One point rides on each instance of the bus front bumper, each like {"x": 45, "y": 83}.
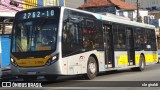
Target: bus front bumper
{"x": 45, "y": 70}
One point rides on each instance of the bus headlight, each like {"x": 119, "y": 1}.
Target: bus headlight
{"x": 52, "y": 60}
{"x": 13, "y": 62}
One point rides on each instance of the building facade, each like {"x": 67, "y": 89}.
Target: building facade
{"x": 146, "y": 4}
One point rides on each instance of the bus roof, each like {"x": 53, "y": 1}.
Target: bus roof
{"x": 107, "y": 17}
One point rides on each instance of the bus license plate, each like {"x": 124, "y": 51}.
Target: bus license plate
{"x": 31, "y": 73}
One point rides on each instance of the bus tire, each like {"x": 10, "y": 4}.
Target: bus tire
{"x": 91, "y": 68}
{"x": 51, "y": 77}
{"x": 141, "y": 64}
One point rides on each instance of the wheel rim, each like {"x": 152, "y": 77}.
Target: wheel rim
{"x": 92, "y": 68}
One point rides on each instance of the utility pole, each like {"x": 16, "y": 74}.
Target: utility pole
{"x": 138, "y": 16}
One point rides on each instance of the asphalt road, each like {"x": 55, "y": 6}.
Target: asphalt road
{"x": 112, "y": 80}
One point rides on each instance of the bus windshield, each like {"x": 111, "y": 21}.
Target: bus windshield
{"x": 35, "y": 35}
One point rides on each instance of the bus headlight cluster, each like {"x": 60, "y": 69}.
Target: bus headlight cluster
{"x": 13, "y": 62}
{"x": 52, "y": 60}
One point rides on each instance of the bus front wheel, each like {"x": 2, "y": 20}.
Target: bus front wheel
{"x": 91, "y": 68}
{"x": 141, "y": 64}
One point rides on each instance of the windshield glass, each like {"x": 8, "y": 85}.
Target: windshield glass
{"x": 35, "y": 35}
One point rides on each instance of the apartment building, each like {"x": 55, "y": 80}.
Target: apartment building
{"x": 146, "y": 4}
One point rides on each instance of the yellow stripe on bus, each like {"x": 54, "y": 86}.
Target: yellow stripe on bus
{"x": 149, "y": 58}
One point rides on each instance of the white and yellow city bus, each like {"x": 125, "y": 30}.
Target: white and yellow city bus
{"x": 53, "y": 41}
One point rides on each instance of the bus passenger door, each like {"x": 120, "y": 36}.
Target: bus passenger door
{"x": 108, "y": 45}
{"x": 130, "y": 46}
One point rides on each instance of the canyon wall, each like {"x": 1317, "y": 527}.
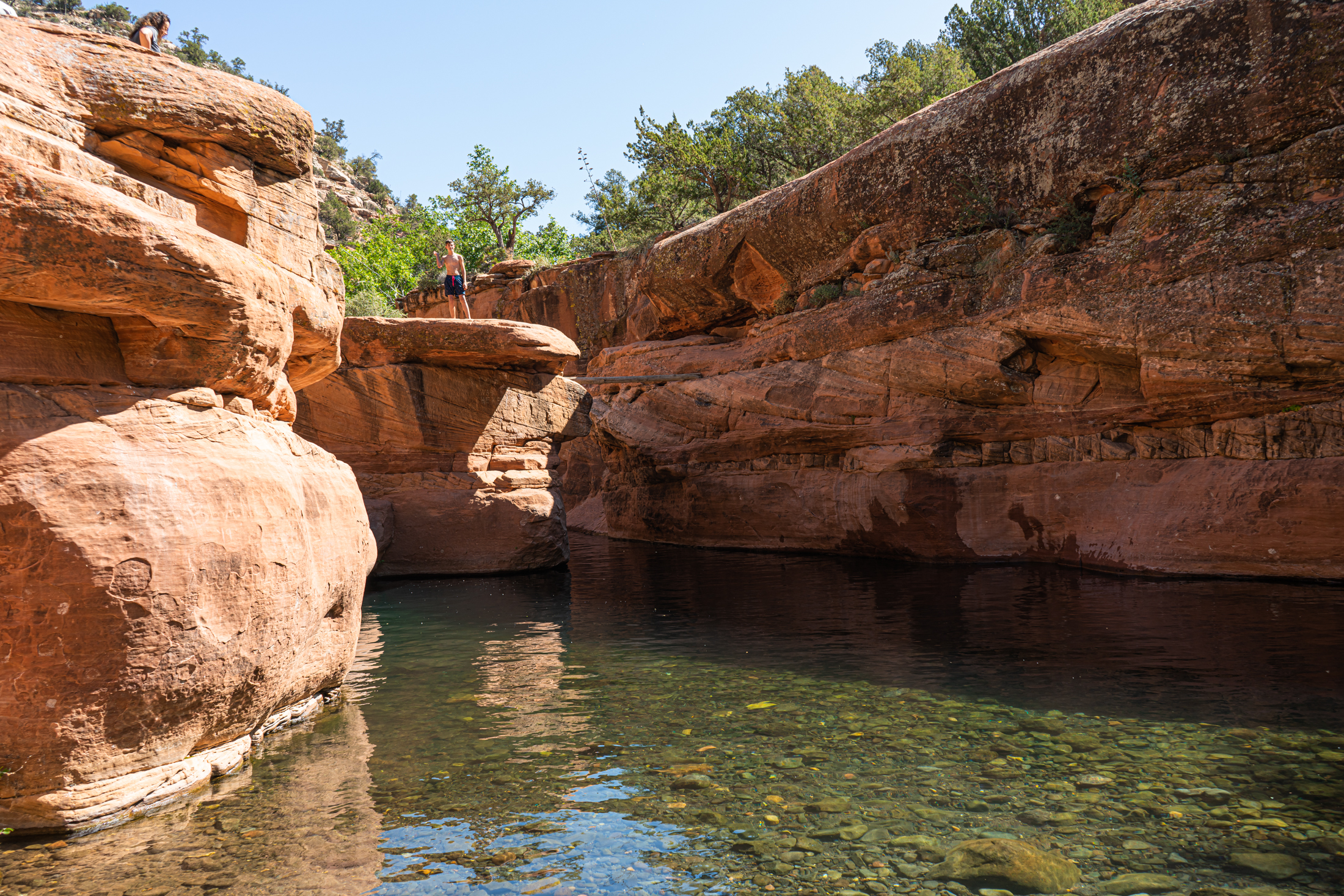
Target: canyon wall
{"x": 589, "y": 300}
{"x": 1086, "y": 311}
{"x": 175, "y": 563}
{"x": 453, "y": 429}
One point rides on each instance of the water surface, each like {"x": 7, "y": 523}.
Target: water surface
{"x": 536, "y": 734}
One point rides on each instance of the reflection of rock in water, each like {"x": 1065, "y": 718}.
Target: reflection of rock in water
{"x": 363, "y": 679}
{"x": 523, "y": 677}
{"x": 298, "y": 817}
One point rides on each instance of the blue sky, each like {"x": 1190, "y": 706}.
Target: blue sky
{"x": 424, "y": 82}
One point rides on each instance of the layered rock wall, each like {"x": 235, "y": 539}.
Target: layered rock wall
{"x": 175, "y": 563}
{"x": 453, "y": 429}
{"x": 1085, "y": 311}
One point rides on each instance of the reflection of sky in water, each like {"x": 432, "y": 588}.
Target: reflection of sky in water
{"x": 600, "y": 792}
{"x": 599, "y": 853}
{"x": 522, "y": 677}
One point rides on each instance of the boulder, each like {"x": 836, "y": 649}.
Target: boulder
{"x": 1007, "y": 394}
{"x": 1143, "y": 883}
{"x": 513, "y": 268}
{"x": 1007, "y": 863}
{"x": 177, "y": 566}
{"x": 491, "y": 344}
{"x": 451, "y": 426}
{"x": 171, "y": 200}
{"x": 184, "y": 571}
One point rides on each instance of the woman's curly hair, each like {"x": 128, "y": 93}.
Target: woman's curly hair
{"x": 158, "y": 21}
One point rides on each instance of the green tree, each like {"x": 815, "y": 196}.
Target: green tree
{"x": 330, "y": 139}
{"x": 995, "y": 34}
{"x": 707, "y": 162}
{"x": 550, "y": 244}
{"x": 795, "y": 128}
{"x": 617, "y": 213}
{"x": 338, "y": 222}
{"x": 487, "y": 195}
{"x": 901, "y": 82}
{"x": 112, "y": 12}
{"x": 365, "y": 172}
{"x": 394, "y": 254}
{"x": 191, "y": 48}
{"x": 761, "y": 139}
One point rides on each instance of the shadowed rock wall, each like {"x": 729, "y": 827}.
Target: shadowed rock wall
{"x": 453, "y": 429}
{"x": 1140, "y": 368}
{"x": 175, "y": 563}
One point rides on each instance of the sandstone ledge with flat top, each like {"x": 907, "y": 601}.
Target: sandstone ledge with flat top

-------------------------

_TO DO_. Lay out every line of the listing above as a JSON list of strings, one string per line, skipping blank lines. Leave the pictures out.

_IN RESPONSE_.
[
  "One point rides on each instance of the bus front bumper, each like {\"x\": 45, \"y\": 83}.",
  "Target: bus front bumper",
  "{\"x\": 45, \"y\": 70}",
  "One point rides on each instance of the bus headlight, each like {\"x\": 119, \"y\": 1}.",
  "Target: bus headlight",
  "{\"x\": 52, \"y\": 60}",
  "{\"x\": 13, \"y\": 62}",
  "One point rides on each instance of the building facade, each like {\"x\": 67, \"y\": 89}.",
  "Target: building facade",
  "{\"x\": 146, \"y\": 4}",
  "One point rides on each instance of the bus roof, each like {\"x\": 53, \"y\": 1}.",
  "Target: bus roof",
  "{\"x\": 107, \"y\": 17}",
  "One point rides on each instance of the bus license plate, each like {\"x\": 124, \"y\": 51}.",
  "Target: bus license plate",
  "{\"x\": 31, \"y\": 73}",
  "One point rides on each instance of the bus tire, each like {\"x\": 10, \"y\": 4}.",
  "Target: bus tire",
  "{\"x\": 91, \"y\": 68}",
  "{\"x\": 51, \"y\": 77}",
  "{\"x\": 141, \"y\": 64}",
  "One point rides on each instance of the wheel rim, each like {\"x\": 152, \"y\": 77}.",
  "Target: wheel rim",
  "{\"x\": 92, \"y\": 68}",
  "One point rides on each instance of the utility pole, each like {\"x\": 16, \"y\": 74}.",
  "Target: utility pole",
  "{\"x\": 138, \"y\": 16}",
  "One point rides on each instance of the asphalt road, each like {\"x\": 55, \"y\": 6}.",
  "Target: asphalt road",
  "{\"x\": 112, \"y\": 80}",
  "One point rides on each instance of the bus windshield, each like {\"x\": 111, \"y\": 21}.",
  "Target: bus windshield",
  "{\"x\": 35, \"y\": 35}",
  "One point rides on each instance of the bus headlight cluster, each like {\"x\": 60, \"y\": 69}.",
  "Target: bus headlight cluster",
  "{\"x\": 13, \"y\": 62}",
  "{\"x\": 52, \"y\": 60}",
  "One point rides on each instance of the bus front wheel, each like {\"x\": 2, \"y\": 20}.",
  "Target: bus front wheel",
  "{\"x\": 91, \"y\": 68}",
  "{\"x\": 141, \"y\": 64}",
  "One point rides on each instance of the windshield glass, each like {\"x\": 8, \"y\": 85}.",
  "Target: windshield glass",
  "{\"x\": 35, \"y\": 35}",
  "One point rides on each instance of the apartment building, each like {\"x\": 55, \"y\": 80}.",
  "Target: apartment building",
  "{\"x\": 146, \"y\": 4}",
  "One point rides on each instance of the yellow stripe on bus, each like {\"x\": 54, \"y\": 86}.",
  "Target: yellow stripe on bus",
  "{\"x\": 149, \"y\": 58}",
  "One point rides on each instance of the white and yellow city bus, each like {\"x\": 125, \"y\": 30}.",
  "Target: white and yellow city bus",
  "{\"x\": 53, \"y\": 41}",
  "One point rides on each instance of the bus passenger door, each like {\"x\": 120, \"y\": 36}.",
  "Target: bus passenger door",
  "{\"x\": 108, \"y\": 45}",
  "{\"x\": 130, \"y\": 46}",
  "One point rides on each instance of the canyon wall, each like {\"x\": 1317, \"y\": 527}.",
  "Target: canyon wall",
  "{\"x\": 589, \"y\": 300}",
  "{\"x\": 1086, \"y\": 311}",
  "{\"x\": 175, \"y\": 563}",
  "{\"x\": 453, \"y\": 429}",
  "One point rides on each instance of the water surface, each like {\"x\": 7, \"y\": 523}.",
  "Target: water surface",
  "{\"x\": 536, \"y\": 734}",
  "One point rides on each instance of the reflection of rock in water, each like {\"x\": 1065, \"y\": 718}.",
  "Target: reflection of rock in water",
  "{\"x\": 363, \"y\": 679}",
  "{\"x\": 523, \"y\": 677}",
  "{\"x\": 298, \"y\": 817}",
  "One point rides on each instance of the blue sky, each like {\"x\": 1190, \"y\": 706}.",
  "Target: blue sky",
  "{\"x\": 424, \"y\": 82}",
  "One point rides on each instance of the layered rock wall, each like {\"x\": 235, \"y\": 539}.",
  "Target: layered rock wall",
  "{\"x\": 175, \"y\": 563}",
  "{\"x\": 453, \"y\": 429}",
  "{\"x\": 1085, \"y\": 311}",
  "One point rides on each instance of the reflection of sky in water, each like {\"x\": 432, \"y\": 588}.",
  "Target: reflection of sky in water",
  "{\"x\": 600, \"y\": 792}",
  "{\"x\": 599, \"y\": 853}",
  "{\"x\": 522, \"y\": 677}",
  "One point rides on each instance of the boulder, each like {\"x\": 836, \"y\": 649}.",
  "Target: boulder",
  "{\"x\": 1007, \"y\": 394}",
  "{\"x\": 1143, \"y\": 883}",
  "{\"x\": 513, \"y\": 268}",
  "{\"x\": 1007, \"y\": 863}",
  "{\"x\": 177, \"y\": 566}",
  "{\"x\": 491, \"y\": 344}",
  "{\"x\": 451, \"y\": 426}",
  "{\"x\": 171, \"y\": 200}",
  "{\"x\": 184, \"y\": 571}",
  "One point rides on each instance of the woman's curly hair, each like {\"x\": 128, \"y\": 93}.",
  "Target: woman's curly hair",
  "{\"x\": 158, \"y\": 21}",
  "One point rides on each instance of the green tree, each like {\"x\": 815, \"y\": 196}.",
  "Target: green tree",
  "{\"x\": 330, \"y\": 139}",
  "{\"x\": 995, \"y\": 34}",
  "{\"x\": 707, \"y\": 162}",
  "{\"x\": 550, \"y\": 244}",
  "{\"x\": 795, \"y\": 128}",
  "{\"x\": 617, \"y\": 213}",
  "{\"x\": 338, \"y\": 222}",
  "{\"x\": 487, \"y\": 195}",
  "{\"x\": 901, \"y\": 82}",
  "{\"x\": 112, \"y\": 12}",
  "{\"x\": 365, \"y\": 172}",
  "{\"x\": 394, \"y\": 254}",
  "{\"x\": 191, \"y\": 48}",
  "{\"x\": 761, \"y\": 139}",
  "One point rides on each instance of the shadowed rock wall, each like {\"x\": 729, \"y\": 827}.",
  "Target: shadowed rock wall",
  "{\"x\": 453, \"y\": 429}",
  "{\"x\": 1140, \"y\": 368}",
  "{\"x\": 175, \"y\": 563}",
  "One point rides on each instance of the sandstone ledge with flat top, each like {\"x\": 907, \"y\": 601}.",
  "Target: sandstone ledge with flat top"
]